— Instructions —
1. Retype everything in the forum thread from "How do I prove" down to "by $5^n$, as desired.".
2. Which theorem does the asker in the forum thread say they tried using?

— Provided text —
Show that $5^n\mid2^{5^{n-1}}+3^{5^{n-1}}$ for $n \gt 0$. Show that $5^n\mid 2^{5^{n-1}}+3^{5^{n-1}}$ for $n \gt 0$.
I tried using Euler's Theorem: $2^{4\cdot5^{n-1}} \equiv 1 \mod{5^n}$ and $3^{4\cdot5^{n-1}}  \equiv 1 \mod{5^n}$ but I can't find a way to use it.
I also tried showing that the sum of the remainders of $2^{5^{n-1}}+3^{5^{n-1}}$ is a multiple of $5^n$ with induction but got stuck again.
How do I prove this kind of statement?
 A: Simply induct on $n$. Base cases are clear. Suppose, for $k=n-1$, $5^k \mid 2^{5^{k-1}}+3^{5^{k-1}}$. The goal is to prove now the claim for $k=n$. Let $a=2^{5^{k-1}}$ and $b=3^{5^{k-1}}$. What we want to prove is, $5^n\mid a^5+b^5$, provided $5^{n-1}\mid a+b$. Now, using $a^5+b^5=(a+b)(a^4-a^3 b +a^2 b^2 -ab^3+b^4)$, and the fact that, $a\equiv -b\pmod{5}$, it follows that, $a^4-a^3 b +a^2 b^2 -ab^3+b^4\equiv 5b^4\equiv 0\pmod{5}$. Since $5^{n-1}\mid a+b$, their product is therefore divisible by $5^n$, as desired.

— Items —

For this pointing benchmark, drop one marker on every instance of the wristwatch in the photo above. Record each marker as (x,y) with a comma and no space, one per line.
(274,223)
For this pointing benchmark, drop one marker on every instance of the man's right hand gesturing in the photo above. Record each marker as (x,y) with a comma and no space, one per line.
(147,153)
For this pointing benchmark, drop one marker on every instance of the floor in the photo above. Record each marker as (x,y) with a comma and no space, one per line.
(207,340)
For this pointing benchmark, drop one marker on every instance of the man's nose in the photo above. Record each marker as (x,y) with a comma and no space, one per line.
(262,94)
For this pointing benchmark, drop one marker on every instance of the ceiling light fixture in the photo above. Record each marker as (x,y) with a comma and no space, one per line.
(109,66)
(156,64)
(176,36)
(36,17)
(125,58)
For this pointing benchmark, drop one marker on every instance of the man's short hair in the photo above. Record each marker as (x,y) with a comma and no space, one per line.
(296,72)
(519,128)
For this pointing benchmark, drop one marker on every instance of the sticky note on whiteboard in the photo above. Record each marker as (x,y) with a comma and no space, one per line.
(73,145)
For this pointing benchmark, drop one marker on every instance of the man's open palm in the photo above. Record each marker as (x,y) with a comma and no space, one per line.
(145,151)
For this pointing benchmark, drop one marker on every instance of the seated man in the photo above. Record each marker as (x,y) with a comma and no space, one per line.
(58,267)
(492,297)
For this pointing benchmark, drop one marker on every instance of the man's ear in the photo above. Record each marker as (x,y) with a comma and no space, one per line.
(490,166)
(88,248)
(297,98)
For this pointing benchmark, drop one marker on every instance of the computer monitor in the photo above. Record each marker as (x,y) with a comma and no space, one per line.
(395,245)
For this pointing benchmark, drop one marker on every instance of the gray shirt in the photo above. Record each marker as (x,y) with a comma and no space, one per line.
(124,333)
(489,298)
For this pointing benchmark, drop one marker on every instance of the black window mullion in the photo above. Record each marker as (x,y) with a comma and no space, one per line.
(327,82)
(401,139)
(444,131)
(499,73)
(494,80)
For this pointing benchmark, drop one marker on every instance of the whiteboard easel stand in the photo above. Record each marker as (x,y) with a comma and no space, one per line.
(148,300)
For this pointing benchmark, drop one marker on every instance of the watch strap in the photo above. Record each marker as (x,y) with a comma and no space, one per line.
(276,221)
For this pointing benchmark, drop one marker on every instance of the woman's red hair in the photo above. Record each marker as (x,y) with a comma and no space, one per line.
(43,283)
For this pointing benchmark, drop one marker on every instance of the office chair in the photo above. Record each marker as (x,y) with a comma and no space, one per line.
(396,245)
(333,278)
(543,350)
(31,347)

— Answers given —
1.
How do I prove this kind of statement?
 A: Simply induct on $n$. Base cases are clear. Suppose, for $k=n-1$, $5^k \mid 2^{5^{k-1}}+3^{5^{k-1}}$. The goal is to prove now the claim for $k=n$. Let $a=2^{5^{k-1}}$ and $b=3^{5^{k-1}}$. What we want to prove is, $5^n\mid a^5+b^5$, provided $5^{n-1}\mid a+b$. Now, using $a^5+b^5=(a+b)(a^4-a^3 b +a^2 b^2 -ab^3+b^4)$, and the fact that, $a\equiv -b\pmod{5}$, it follows that, $a^4-a^3 b +a^2 b^2 -ab^3+b^4\equiv 5b^4\equiv 0\pmod{5}$. Since $5^{n-1}\mid a+b$, their product is therefore divisible by $5^n$, as desired.

2. Euler's Theorem.